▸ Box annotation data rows
--------------------------------
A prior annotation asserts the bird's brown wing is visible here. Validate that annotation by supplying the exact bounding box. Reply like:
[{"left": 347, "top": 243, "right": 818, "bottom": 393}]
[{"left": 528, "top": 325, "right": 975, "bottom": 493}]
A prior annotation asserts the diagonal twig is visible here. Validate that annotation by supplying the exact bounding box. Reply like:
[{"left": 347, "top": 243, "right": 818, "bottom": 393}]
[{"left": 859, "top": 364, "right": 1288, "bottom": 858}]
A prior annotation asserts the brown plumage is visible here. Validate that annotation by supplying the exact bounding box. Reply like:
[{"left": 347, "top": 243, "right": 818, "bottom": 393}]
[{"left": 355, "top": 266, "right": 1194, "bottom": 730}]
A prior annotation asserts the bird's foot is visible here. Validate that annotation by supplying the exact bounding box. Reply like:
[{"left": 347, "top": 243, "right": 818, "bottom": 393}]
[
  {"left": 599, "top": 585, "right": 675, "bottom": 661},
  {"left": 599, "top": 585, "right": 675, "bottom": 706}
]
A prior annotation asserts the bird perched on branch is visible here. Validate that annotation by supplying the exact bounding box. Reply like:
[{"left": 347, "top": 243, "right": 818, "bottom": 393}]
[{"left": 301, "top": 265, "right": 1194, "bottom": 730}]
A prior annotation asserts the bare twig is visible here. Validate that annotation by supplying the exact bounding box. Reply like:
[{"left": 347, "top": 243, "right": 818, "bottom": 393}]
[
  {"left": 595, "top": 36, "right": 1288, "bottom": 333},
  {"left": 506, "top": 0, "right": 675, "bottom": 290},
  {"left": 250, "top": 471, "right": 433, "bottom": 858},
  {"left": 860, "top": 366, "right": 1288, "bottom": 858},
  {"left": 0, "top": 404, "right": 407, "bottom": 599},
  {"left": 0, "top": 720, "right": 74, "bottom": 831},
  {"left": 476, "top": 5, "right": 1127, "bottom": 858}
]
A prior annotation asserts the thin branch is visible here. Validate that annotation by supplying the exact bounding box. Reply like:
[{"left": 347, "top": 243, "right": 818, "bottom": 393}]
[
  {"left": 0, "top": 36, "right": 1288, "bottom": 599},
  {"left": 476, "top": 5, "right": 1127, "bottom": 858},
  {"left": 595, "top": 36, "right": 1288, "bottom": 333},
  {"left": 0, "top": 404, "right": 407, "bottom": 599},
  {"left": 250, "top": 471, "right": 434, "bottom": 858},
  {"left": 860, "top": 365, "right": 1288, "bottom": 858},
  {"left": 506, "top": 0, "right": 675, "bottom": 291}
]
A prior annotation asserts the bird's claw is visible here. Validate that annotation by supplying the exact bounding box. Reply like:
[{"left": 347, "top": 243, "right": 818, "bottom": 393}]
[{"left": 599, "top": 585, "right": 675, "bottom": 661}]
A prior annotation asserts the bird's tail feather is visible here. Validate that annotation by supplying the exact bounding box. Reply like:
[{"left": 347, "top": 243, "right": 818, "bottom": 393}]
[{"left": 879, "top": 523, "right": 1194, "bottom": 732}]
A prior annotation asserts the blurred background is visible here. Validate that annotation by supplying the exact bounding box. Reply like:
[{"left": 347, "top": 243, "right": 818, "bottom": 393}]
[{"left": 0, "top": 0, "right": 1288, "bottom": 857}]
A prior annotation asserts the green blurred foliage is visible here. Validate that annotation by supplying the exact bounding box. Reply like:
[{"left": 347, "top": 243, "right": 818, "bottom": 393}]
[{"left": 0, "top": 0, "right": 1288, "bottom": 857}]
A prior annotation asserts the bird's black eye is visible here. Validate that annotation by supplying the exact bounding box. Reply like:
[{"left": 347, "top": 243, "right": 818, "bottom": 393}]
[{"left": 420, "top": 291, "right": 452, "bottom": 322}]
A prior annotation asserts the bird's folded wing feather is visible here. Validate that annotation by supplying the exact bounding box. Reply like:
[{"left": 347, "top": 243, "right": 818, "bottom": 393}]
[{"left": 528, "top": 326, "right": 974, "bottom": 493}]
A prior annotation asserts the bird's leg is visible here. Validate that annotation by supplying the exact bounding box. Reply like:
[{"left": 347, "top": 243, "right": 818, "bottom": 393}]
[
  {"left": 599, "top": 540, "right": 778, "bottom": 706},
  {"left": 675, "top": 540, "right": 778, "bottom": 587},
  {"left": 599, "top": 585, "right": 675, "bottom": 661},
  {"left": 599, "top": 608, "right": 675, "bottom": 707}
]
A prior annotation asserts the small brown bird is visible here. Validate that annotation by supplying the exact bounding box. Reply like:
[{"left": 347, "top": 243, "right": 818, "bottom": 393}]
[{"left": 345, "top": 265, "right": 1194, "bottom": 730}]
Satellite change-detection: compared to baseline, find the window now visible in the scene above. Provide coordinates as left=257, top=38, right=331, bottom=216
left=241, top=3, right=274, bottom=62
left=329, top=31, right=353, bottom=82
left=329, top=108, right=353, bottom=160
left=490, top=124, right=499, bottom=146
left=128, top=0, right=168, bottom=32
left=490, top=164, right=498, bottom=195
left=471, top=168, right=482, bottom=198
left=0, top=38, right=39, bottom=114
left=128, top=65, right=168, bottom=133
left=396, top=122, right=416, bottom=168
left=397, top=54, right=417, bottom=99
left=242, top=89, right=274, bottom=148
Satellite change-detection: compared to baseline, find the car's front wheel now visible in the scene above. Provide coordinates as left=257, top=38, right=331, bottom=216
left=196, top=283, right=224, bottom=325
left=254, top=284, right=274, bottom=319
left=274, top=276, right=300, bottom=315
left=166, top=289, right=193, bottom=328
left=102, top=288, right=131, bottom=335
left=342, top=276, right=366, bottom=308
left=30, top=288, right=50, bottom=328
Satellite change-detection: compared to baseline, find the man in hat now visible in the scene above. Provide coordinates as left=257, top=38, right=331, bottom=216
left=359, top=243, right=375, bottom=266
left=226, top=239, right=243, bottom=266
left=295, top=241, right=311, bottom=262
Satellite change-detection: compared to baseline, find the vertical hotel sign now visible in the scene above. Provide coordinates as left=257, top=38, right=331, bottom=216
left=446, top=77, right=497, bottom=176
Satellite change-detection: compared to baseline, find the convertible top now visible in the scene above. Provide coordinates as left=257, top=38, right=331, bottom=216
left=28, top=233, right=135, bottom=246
--------------------------------
▸ WHAT TO WORK ON
Put every line of the data above into a Markdown table with two columns, Row and Line, numbering the rows in order and leaving out blank lines.

▸ RESULT OF THIS EXERCISE
| Row | Line |
|---|---|
| 1 | A prior annotation asserts the bird's brown wing is visible here. Validate that annotation by supplying the exact bounding box. Reply like: |
| 2 | [{"left": 347, "top": 243, "right": 818, "bottom": 393}] |
| 3 | [{"left": 528, "top": 325, "right": 975, "bottom": 493}] |
| 4 | A prior annotation asserts the diagonal twig is visible here. Validate that annotation by supplying the exact bounding box. Reply like: |
| 5 | [{"left": 347, "top": 243, "right": 818, "bottom": 393}] |
| 6 | [{"left": 859, "top": 364, "right": 1288, "bottom": 858}] |
| 7 | A prior annotation asserts the brown plumage is visible here. Validate that annotation by supplying the exact bounding box. Reply like: |
| 8 | [{"left": 347, "top": 243, "right": 818, "bottom": 393}] |
| 9 | [{"left": 355, "top": 266, "right": 1194, "bottom": 730}] |
| 10 | A prior annotation asserts the bird's foot is visible here. Validate that annotation by supplying the exact bounding box. Reply like: |
| 11 | [{"left": 347, "top": 243, "right": 818, "bottom": 393}] |
| 12 | [ |
| 13 |   {"left": 599, "top": 585, "right": 675, "bottom": 661}, |
| 14 |   {"left": 599, "top": 585, "right": 675, "bottom": 706} |
| 15 | ] |
| 16 | A prior annotation asserts the bird perched on branch is visible here. Validate that annotation by supplying the exact bounding box. Reply like: |
| 17 | [{"left": 347, "top": 243, "right": 818, "bottom": 393}] |
| 18 | [{"left": 301, "top": 265, "right": 1194, "bottom": 730}] |
| 19 | A prior annotation asserts the bare twig is visible here. Validate that annotation by supplying the exact bounding box. Reply like: |
| 20 | [{"left": 347, "top": 243, "right": 818, "bottom": 393}] |
| 21 | [ |
| 22 |   {"left": 595, "top": 36, "right": 1288, "bottom": 333}, |
| 23 |   {"left": 506, "top": 0, "right": 675, "bottom": 290}, |
| 24 |   {"left": 250, "top": 471, "right": 433, "bottom": 858}, |
| 25 |   {"left": 860, "top": 366, "right": 1288, "bottom": 858}, |
| 26 |   {"left": 0, "top": 404, "right": 407, "bottom": 599}, |
| 27 |   {"left": 0, "top": 720, "right": 74, "bottom": 831}, |
| 28 |   {"left": 476, "top": 5, "right": 1127, "bottom": 858} |
| 29 | ] |
| 30 | A prior annotation asserts the thin branch is visible here. Validate that annotation by supplying the exact bounding box. Reply like: |
| 31 | [{"left": 347, "top": 243, "right": 818, "bottom": 393}] |
| 32 | [ |
| 33 |   {"left": 0, "top": 36, "right": 1288, "bottom": 599}, |
| 34 |   {"left": 476, "top": 5, "right": 1127, "bottom": 858}, |
| 35 |   {"left": 595, "top": 36, "right": 1288, "bottom": 333}, |
| 36 |   {"left": 0, "top": 404, "right": 407, "bottom": 599}, |
| 37 |   {"left": 250, "top": 471, "right": 434, "bottom": 858}, |
| 38 |   {"left": 860, "top": 365, "right": 1288, "bottom": 858}, |
| 39 |   {"left": 506, "top": 0, "right": 675, "bottom": 291} |
| 40 | ] |
| 41 | A prior annotation asserts the bird's claw is visible here. Validate that annotation by supplying the exact bounding box. Reply like: |
| 42 | [{"left": 347, "top": 243, "right": 818, "bottom": 393}] |
| 43 | [{"left": 599, "top": 585, "right": 675, "bottom": 661}] |
| 44 | A prior annotation asserts the bird's tail feather is visible here. Validate that annotation by supplying the exact bounding box. Reply like: |
| 45 | [{"left": 347, "top": 243, "right": 818, "bottom": 393}] |
| 46 | [{"left": 879, "top": 523, "right": 1194, "bottom": 732}] |
| 47 | A prior annotation asserts the blurred background is visible here. Validate that annotation by supplying the exact bounding box. Reply like: |
| 48 | [{"left": 347, "top": 243, "right": 818, "bottom": 393}] |
| 49 | [{"left": 0, "top": 0, "right": 1288, "bottom": 857}] |
| 50 | A prior annotation asserts the green blurred foliage is visible here. Validate that annotation by supplying the exact bounding box. Reply like: |
| 51 | [{"left": 347, "top": 243, "right": 818, "bottom": 393}] |
| 52 | [{"left": 0, "top": 0, "right": 1288, "bottom": 857}] |
| 53 | A prior annotation asserts the bird's black eye is visible here. Validate that annotation by supplying the exact bounding box. Reply like: |
| 54 | [{"left": 347, "top": 243, "right": 818, "bottom": 393}] |
| 55 | [{"left": 420, "top": 291, "right": 452, "bottom": 322}] |
| 56 | A prior annotation asserts the bird's folded wing feather is visible here. Validate that annotation by supplying the exact bounding box. Reply like: |
| 57 | [{"left": 347, "top": 243, "right": 818, "bottom": 393}] |
| 58 | [{"left": 528, "top": 326, "right": 974, "bottom": 493}] |
| 59 | A prior annotation asserts the bird's leg is visible here. Validate that annotation by supplying the exact bounding box. Reply like: |
| 60 | [{"left": 347, "top": 243, "right": 818, "bottom": 393}] |
| 61 | [ |
| 62 |   {"left": 599, "top": 540, "right": 778, "bottom": 706}, |
| 63 |   {"left": 675, "top": 540, "right": 778, "bottom": 587}, |
| 64 |   {"left": 599, "top": 585, "right": 675, "bottom": 661}, |
| 65 |   {"left": 599, "top": 608, "right": 675, "bottom": 707} |
| 66 | ] |
| 67 | A prior annotation asserts the small brown bird is visible here. Validate that annotation by supplying the exact bounding box. Reply like: |
| 68 | [{"left": 347, "top": 243, "right": 818, "bottom": 393}] |
| 69 | [{"left": 345, "top": 265, "right": 1194, "bottom": 730}] |
| 70 | Satellite change-detection: compared to baseline, find the window now visible in the scene above. Provide coordinates as left=257, top=38, right=331, bottom=216 |
| 71 | left=241, top=3, right=274, bottom=62 |
| 72 | left=329, top=31, right=353, bottom=82 |
| 73 | left=329, top=108, right=353, bottom=160 |
| 74 | left=490, top=124, right=499, bottom=146 |
| 75 | left=128, top=0, right=168, bottom=32 |
| 76 | left=490, top=164, right=498, bottom=195 |
| 77 | left=471, top=168, right=482, bottom=198 |
| 78 | left=0, top=38, right=39, bottom=114 |
| 79 | left=128, top=65, right=168, bottom=133 |
| 80 | left=396, top=122, right=416, bottom=168 |
| 81 | left=397, top=54, right=417, bottom=99 |
| 82 | left=242, top=89, right=274, bottom=148 |
| 83 | Satellite change-detection: compared to baseline, find the car's front wheel now visible in the scene above. Provide coordinates as left=257, top=38, right=331, bottom=216 |
| 84 | left=196, top=283, right=224, bottom=325 |
| 85 | left=254, top=284, right=274, bottom=319 |
| 86 | left=274, top=276, right=300, bottom=315 |
| 87 | left=166, top=289, right=193, bottom=328 |
| 88 | left=102, top=288, right=131, bottom=335 |
| 89 | left=342, top=276, right=366, bottom=308 |
| 90 | left=30, top=288, right=50, bottom=328 |
| 91 | Satellite change-detection: compared to baseline, find the man in hat now visible in the scene above. Provide coordinates as left=257, top=38, right=331, bottom=216 |
| 92 | left=359, top=243, right=375, bottom=266 |
| 93 | left=226, top=239, right=243, bottom=266 |
| 94 | left=295, top=241, right=311, bottom=262 |
| 95 | Satellite change-detection: compared to baseline, find the vertical hotel sign now visible in the scene above. Provide coordinates as left=257, top=38, right=331, bottom=216 |
| 96 | left=446, top=77, right=497, bottom=176 |
| 97 | Satellite change-detection: compared to baseline, find the convertible top now visible in the scene above. Provide coordinates as left=257, top=38, right=331, bottom=216 |
| 98 | left=28, top=233, right=135, bottom=246 |